Entries taken from a collection:
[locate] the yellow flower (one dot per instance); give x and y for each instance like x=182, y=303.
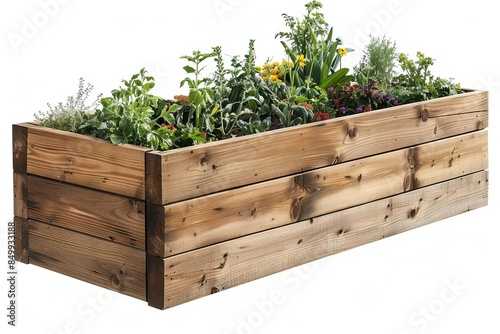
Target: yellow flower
x=342, y=52
x=301, y=60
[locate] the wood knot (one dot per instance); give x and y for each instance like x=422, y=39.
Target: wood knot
x=116, y=282
x=424, y=115
x=352, y=131
x=203, y=160
x=296, y=209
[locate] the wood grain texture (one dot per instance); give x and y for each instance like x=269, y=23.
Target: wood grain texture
x=87, y=161
x=107, y=216
x=21, y=236
x=103, y=263
x=209, y=168
x=199, y=222
x=20, y=147
x=215, y=268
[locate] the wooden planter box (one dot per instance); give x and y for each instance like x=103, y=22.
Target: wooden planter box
x=170, y=227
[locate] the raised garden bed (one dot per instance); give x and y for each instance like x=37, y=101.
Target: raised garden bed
x=170, y=227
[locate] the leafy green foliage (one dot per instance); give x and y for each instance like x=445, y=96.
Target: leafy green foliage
x=379, y=61
x=70, y=115
x=241, y=98
x=312, y=38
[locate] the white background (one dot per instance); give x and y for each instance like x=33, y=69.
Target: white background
x=376, y=288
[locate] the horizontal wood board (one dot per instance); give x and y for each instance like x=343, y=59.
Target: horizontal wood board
x=195, y=171
x=191, y=224
x=185, y=277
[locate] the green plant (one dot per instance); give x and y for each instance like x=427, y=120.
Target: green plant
x=200, y=94
x=379, y=61
x=70, y=115
x=242, y=98
x=416, y=83
x=246, y=96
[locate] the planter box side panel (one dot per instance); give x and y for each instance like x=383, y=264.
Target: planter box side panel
x=209, y=168
x=107, y=216
x=199, y=222
x=201, y=272
x=103, y=263
x=86, y=161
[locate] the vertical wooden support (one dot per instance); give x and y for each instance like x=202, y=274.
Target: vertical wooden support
x=155, y=273
x=19, y=162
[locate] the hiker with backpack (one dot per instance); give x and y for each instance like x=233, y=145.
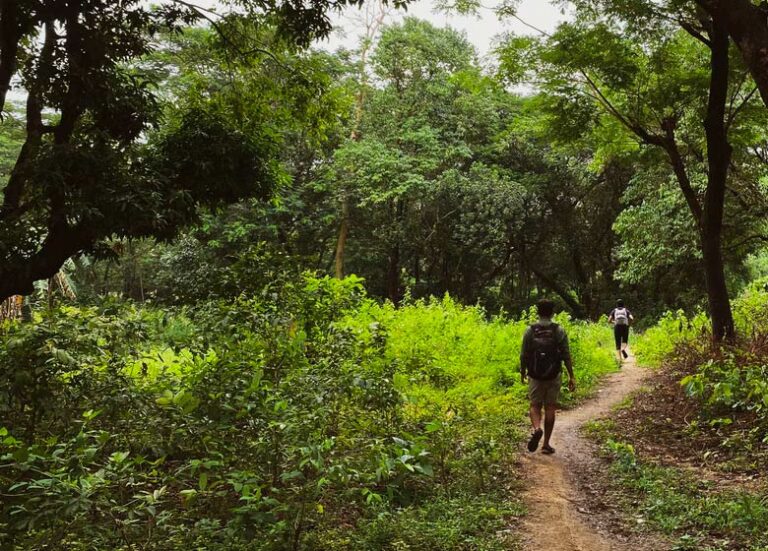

TASK INSTRUCTIONS: The lines above that hold the word "like" need counting; write the count and nothing more.

EXERCISE ANSWER: 12